**Task goal:** Render each line of the data below as one string in a JSON list, omitting any blank lines.

**Given records:**
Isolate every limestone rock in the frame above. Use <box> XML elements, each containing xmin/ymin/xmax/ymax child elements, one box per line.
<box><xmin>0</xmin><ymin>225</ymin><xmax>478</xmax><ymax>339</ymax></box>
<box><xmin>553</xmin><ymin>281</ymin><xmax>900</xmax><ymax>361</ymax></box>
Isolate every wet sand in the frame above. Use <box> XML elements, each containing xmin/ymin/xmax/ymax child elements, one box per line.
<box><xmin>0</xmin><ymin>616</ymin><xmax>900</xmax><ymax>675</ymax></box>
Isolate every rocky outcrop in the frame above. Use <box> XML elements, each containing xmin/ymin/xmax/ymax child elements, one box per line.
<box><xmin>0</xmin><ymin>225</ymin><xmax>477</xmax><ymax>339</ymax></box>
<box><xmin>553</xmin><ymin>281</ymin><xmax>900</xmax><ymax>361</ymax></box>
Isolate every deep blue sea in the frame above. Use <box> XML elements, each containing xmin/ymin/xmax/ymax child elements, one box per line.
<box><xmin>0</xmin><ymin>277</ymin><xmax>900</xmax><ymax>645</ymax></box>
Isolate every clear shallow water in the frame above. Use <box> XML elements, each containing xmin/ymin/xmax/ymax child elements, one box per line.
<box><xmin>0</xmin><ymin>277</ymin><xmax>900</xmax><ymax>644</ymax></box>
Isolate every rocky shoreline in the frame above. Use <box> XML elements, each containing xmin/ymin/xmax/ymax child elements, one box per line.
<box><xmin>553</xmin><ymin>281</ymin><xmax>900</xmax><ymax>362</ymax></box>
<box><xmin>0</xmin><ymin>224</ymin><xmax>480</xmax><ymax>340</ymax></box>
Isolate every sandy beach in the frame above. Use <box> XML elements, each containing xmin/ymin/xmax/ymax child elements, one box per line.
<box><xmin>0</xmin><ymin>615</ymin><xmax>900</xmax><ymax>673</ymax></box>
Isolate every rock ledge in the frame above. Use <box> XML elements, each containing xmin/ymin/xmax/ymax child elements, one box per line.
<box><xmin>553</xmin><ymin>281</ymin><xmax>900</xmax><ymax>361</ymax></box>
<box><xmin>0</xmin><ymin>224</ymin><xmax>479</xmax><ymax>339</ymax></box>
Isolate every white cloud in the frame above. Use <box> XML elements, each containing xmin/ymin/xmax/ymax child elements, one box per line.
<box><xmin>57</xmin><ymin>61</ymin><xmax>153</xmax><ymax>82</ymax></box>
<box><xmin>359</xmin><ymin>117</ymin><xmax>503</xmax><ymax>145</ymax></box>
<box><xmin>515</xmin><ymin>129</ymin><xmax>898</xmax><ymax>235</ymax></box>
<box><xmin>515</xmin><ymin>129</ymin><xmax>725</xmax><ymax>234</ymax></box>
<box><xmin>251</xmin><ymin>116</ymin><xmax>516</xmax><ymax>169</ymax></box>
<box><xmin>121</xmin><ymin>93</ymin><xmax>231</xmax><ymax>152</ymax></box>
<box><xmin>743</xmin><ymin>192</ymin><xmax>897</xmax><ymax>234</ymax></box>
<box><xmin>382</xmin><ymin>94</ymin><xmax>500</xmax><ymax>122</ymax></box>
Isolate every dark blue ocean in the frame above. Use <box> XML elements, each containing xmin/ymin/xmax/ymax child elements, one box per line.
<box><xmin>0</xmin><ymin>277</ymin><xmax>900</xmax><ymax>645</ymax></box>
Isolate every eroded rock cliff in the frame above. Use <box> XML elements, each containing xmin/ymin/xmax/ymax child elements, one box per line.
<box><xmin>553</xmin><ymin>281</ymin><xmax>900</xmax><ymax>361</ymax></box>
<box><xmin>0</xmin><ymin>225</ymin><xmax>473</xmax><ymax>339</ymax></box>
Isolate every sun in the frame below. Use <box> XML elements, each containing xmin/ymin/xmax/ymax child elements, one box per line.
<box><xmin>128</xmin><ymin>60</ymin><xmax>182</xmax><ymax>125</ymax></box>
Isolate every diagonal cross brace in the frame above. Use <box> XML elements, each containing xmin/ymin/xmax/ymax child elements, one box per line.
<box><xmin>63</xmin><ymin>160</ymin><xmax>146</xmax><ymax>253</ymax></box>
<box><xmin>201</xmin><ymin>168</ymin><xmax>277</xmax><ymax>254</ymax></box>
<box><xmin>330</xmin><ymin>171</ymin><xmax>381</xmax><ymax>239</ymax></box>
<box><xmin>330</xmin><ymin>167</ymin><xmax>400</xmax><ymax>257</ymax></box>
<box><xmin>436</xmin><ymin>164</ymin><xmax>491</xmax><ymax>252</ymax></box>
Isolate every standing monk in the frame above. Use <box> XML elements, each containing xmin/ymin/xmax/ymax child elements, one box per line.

**Worked answer:**
[
  "Isolate every limestone rock in the frame above. Use <box> XML elements, each containing xmin/ymin/xmax/ymax child elements, one box per line.",
  "<box><xmin>0</xmin><ymin>225</ymin><xmax>478</xmax><ymax>339</ymax></box>",
  "<box><xmin>553</xmin><ymin>281</ymin><xmax>900</xmax><ymax>361</ymax></box>",
  "Isolate every wet sand in the frame above. Use <box> XML elements, each containing xmin/ymin/xmax/ymax child elements, one box per line.",
  "<box><xmin>0</xmin><ymin>616</ymin><xmax>900</xmax><ymax>675</ymax></box>",
  "Isolate every rocky outcrop in the frame above. Use <box> XML elements, each containing xmin/ymin/xmax/ymax child elements, one box per line.",
  "<box><xmin>0</xmin><ymin>225</ymin><xmax>477</xmax><ymax>339</ymax></box>",
  "<box><xmin>553</xmin><ymin>281</ymin><xmax>900</xmax><ymax>361</ymax></box>",
  "Isolate every deep blue sea in the frame above. Use <box> XML elements, each containing xmin/ymin/xmax/ymax child elements, one box per line.",
  "<box><xmin>0</xmin><ymin>277</ymin><xmax>900</xmax><ymax>645</ymax></box>",
  "Isolate every clear shallow water in the frame above. Use <box> XML elements, each containing xmin/ymin/xmax/ymax child elements, one box per line.",
  "<box><xmin>0</xmin><ymin>277</ymin><xmax>900</xmax><ymax>644</ymax></box>",
  "Isolate every rocky shoreline in the frame above. Use <box> XML elements, each containing xmin/ymin/xmax/ymax child elements, one box per line.",
  "<box><xmin>553</xmin><ymin>281</ymin><xmax>900</xmax><ymax>362</ymax></box>",
  "<box><xmin>0</xmin><ymin>224</ymin><xmax>480</xmax><ymax>340</ymax></box>",
  "Isolate every sandy beach in the frame above. Use <box> XML elements, each containing xmin/ymin/xmax/ymax child elements, one box per line.",
  "<box><xmin>0</xmin><ymin>615</ymin><xmax>900</xmax><ymax>673</ymax></box>",
  "Isolate every rock ledge in the frame above. Use <box> XML elements, each containing xmin/ymin/xmax/ymax child elements, one box per line.",
  "<box><xmin>553</xmin><ymin>281</ymin><xmax>900</xmax><ymax>361</ymax></box>",
  "<box><xmin>0</xmin><ymin>224</ymin><xmax>479</xmax><ymax>339</ymax></box>",
  "Isolate every white cloud in the frame above. Use <box> XML elements, each containing xmin/ymin/xmax/ymax child elements, one box per line.",
  "<box><xmin>57</xmin><ymin>61</ymin><xmax>153</xmax><ymax>82</ymax></box>",
  "<box><xmin>359</xmin><ymin>117</ymin><xmax>503</xmax><ymax>145</ymax></box>",
  "<box><xmin>515</xmin><ymin>129</ymin><xmax>898</xmax><ymax>235</ymax></box>",
  "<box><xmin>515</xmin><ymin>129</ymin><xmax>725</xmax><ymax>234</ymax></box>",
  "<box><xmin>251</xmin><ymin>116</ymin><xmax>516</xmax><ymax>169</ymax></box>",
  "<box><xmin>121</xmin><ymin>93</ymin><xmax>231</xmax><ymax>152</ymax></box>",
  "<box><xmin>743</xmin><ymin>192</ymin><xmax>897</xmax><ymax>234</ymax></box>",
  "<box><xmin>382</xmin><ymin>94</ymin><xmax>500</xmax><ymax>122</ymax></box>",
  "Isolate every dark blue ocean in the frame above. Use <box> XML elements, each containing xmin/ymin/xmax/ymax child elements, one box per line.",
  "<box><xmin>0</xmin><ymin>277</ymin><xmax>900</xmax><ymax>645</ymax></box>",
  "Isolate every eroded rock cliff in the frame above. Use <box> XML elements, each containing xmin/ymin/xmax/ymax child elements, one box per line.",
  "<box><xmin>553</xmin><ymin>281</ymin><xmax>900</xmax><ymax>361</ymax></box>",
  "<box><xmin>0</xmin><ymin>225</ymin><xmax>473</xmax><ymax>339</ymax></box>",
  "Isolate every sun in the frame below. Use <box> XML elements, each containing xmin/ymin/xmax/ymax child elements, one box per line.",
  "<box><xmin>128</xmin><ymin>60</ymin><xmax>182</xmax><ymax>125</ymax></box>",
  "Isolate every diagonal cross brace in the frame above. Use <box> XML elements, each containing xmin/ymin/xmax/ymax child elements, one box per line.",
  "<box><xmin>63</xmin><ymin>160</ymin><xmax>146</xmax><ymax>253</ymax></box>",
  "<box><xmin>201</xmin><ymin>168</ymin><xmax>277</xmax><ymax>254</ymax></box>",
  "<box><xmin>330</xmin><ymin>171</ymin><xmax>381</xmax><ymax>239</ymax></box>",
  "<box><xmin>330</xmin><ymin>167</ymin><xmax>400</xmax><ymax>257</ymax></box>",
  "<box><xmin>436</xmin><ymin>164</ymin><xmax>491</xmax><ymax>252</ymax></box>",
  "Isolate every standing monk in the frame above. Use <box> XML elements, each containing xmin/ymin/xmax/ymax child elements, one box per line."
]